■ The exercise
Extract each line of the data below that contains the word "finish".
++++
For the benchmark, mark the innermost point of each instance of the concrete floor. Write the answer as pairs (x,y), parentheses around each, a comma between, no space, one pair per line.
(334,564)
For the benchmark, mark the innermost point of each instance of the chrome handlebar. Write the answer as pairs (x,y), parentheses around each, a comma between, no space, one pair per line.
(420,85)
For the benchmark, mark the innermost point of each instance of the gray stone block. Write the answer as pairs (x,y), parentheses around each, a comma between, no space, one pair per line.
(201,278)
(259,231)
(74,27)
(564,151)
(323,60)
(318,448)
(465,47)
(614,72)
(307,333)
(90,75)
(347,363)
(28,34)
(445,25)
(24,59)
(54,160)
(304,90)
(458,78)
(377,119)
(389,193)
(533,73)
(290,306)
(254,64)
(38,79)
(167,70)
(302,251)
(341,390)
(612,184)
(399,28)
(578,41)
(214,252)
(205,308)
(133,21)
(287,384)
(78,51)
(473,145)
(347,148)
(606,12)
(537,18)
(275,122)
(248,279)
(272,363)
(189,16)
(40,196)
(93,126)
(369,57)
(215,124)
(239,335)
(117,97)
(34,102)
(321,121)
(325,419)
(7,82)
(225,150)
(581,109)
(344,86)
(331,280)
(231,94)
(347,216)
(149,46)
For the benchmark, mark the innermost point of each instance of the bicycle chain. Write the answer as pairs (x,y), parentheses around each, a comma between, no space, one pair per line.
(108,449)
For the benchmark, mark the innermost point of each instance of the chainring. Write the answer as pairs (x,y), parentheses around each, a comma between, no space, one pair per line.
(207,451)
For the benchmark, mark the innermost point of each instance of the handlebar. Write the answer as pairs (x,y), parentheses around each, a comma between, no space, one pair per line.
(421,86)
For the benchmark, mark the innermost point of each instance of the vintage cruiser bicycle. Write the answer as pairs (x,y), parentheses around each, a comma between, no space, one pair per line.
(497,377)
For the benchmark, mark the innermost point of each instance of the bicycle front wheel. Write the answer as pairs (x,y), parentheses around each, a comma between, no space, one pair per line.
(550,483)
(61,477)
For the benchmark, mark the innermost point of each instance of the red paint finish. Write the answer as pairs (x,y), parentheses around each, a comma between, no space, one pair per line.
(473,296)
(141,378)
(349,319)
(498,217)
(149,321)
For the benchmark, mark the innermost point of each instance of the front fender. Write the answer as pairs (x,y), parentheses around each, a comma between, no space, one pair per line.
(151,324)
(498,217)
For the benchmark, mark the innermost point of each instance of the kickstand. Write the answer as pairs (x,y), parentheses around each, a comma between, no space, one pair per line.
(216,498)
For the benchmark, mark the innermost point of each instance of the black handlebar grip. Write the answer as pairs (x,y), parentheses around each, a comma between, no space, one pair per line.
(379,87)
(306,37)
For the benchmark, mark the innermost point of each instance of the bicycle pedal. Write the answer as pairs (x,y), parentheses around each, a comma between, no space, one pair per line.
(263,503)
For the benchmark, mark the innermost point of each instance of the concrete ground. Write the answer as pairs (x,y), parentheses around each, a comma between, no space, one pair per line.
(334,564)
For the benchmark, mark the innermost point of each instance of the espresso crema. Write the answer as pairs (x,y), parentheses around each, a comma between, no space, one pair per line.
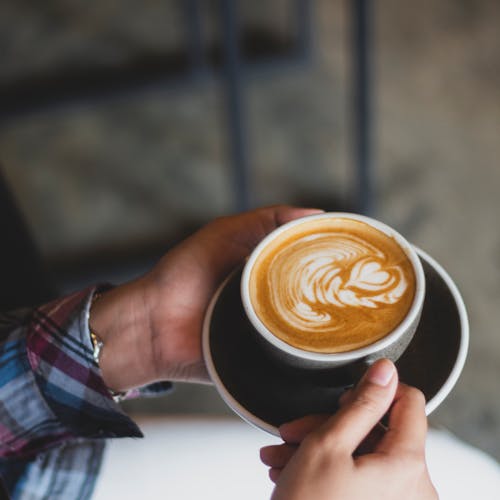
++++
■ Output
For the benchmark, mark the innermost point of each instance of the red paint finish. Write the answer as pairs (x,y), parentheses around each, a comma between, no space, one pair per line.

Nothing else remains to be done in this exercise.